REQUIREMENT A
Name the kitten products that, according to the essay on losing heart for writing, it was once the writer's job to write about.
REQUIREMENT B
Write the next few paragraphs of the essay on losing heart for writing, picking up after its final sentence.

PASSAGE
○ ○ ○

Monday, September 8, 2014

Faculty Voices with Laura Ruby: Drowning in the Well


Laura Ruby

Once upon a time, it was my job to write about kittens. Kitten plates, kitten ornaments, kitten figurines. I was excellent at writing about kittens. So good, in fact, that, after seven published books, I found myself scouring Monster.com, looking for another fulltime office job that would pay me to write about kittens. Because I really really really didn’t want to write novels anymore.

Oh, sure, I’m not the first writer who’s wanted to throw in the towel. Just last week, Nova Ren Suma asked a group of novelists if they’d ever felt like quitting. One writer after another shrieked an emphatic YES, confessing problems with unresponsive agents and overworked editors, struggles with failed manuscripts and icy rejections, a sudden and shocking lack of ideas. Writer and teacher Tim Wynne-Jones blogged about this very thing back in 2011: “I don’t believe in writer’s block,” he wrote. “I do believe, however, that sometimes the well runs dry.”

In my case, it wasn’t any of these things. Yes, I did lose my longtime editor to the financial meltdown of 2008, but I was lucky enough to get another. My agent took my calls (whether she wanted to or not). And I have never lacked for ideas.

What I lost was heart.  

There are prescriptions for most kinds of writerly ailments. Maybe you need to break up with your agent or editor! Maybe you need to put that manuscript in the drawer and start another! Maybe your creative well is dry and you need to fill it up — with art, with music, with snacks and wine and salsa dancing! Maybe you need to reject those rejections, have a good cry, whip up some Baby Groot cupcakes, self-publish and/or soldier on.

There is no prescription for the loss of heart. I had all these manuscripts lying around in various states of completion, but the thing — the spark, the energy, the passion — that had prompted me to begin these projects in the first place was just…gone. “Which one of these stories do you love most?” my friends would ask, trying to help. “That’s the problem,” I said. “I don’t love any of them.”

And I didn’t. Not like I loved other things, other people. My father-in-law fell desperately ill at the same time my younger stepdaughter did, and for a very long time, needed me far more than my little stories. After my father-in-law died and my stepkid began to take baby steps towards recovery, it was impossible to convince myself that making a decent vegetarian lasagna wasn’t just as useful and creative as any novel I could write.

○ ○ ○

COLLECTED DATA
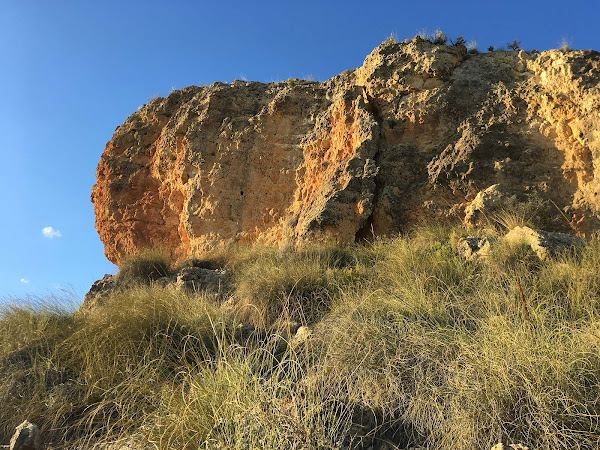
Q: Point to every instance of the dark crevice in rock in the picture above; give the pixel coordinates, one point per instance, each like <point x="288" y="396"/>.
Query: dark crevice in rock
<point x="366" y="232"/>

○ ○ ○

FINAL ANSWER A
Kitten plates, kitten ornaments, kitten figurines

FINAL ANSWER B
If this sounds like depression, it was a very specific sort of fiction-centered depression. What good is a story when the people around you are suffering? Shut up and make them something to eat! I had forgotten how nourishing stories could be.

As it happened, it was during a search for another kitten-related copywriting job that I was invited to teach at Hamline University. By then, I had mastered a decent vegetarian lasagna. My stepkid was flourishing. I didn’t love writing, but I still loved writers. I wasn’t sure that was enough for me to be useful, but it was enough for me to try.

And I had to try very very hard. It was the first time in years that I was forced to focus on how one makes a story work rather than dwelling on all the ways one’s story goes awry. But for some of the students, it was the first time they’d ever given themselves permission to take their writing seriously, the first time they’d ever admitted how much they loved what they were doing, how much they needed to do it. “Yes, of course!” I said. “Of course you do.” And I believed it. For them, it was good and right and true.

It took another year for me to realize that when I said, “Yes, of course, of course you do,” I was also listening to myself, talking to myself, giving myself permission to take my work seriously, giving myself permission to love it again (or at least like it a little, maybe, sometimes).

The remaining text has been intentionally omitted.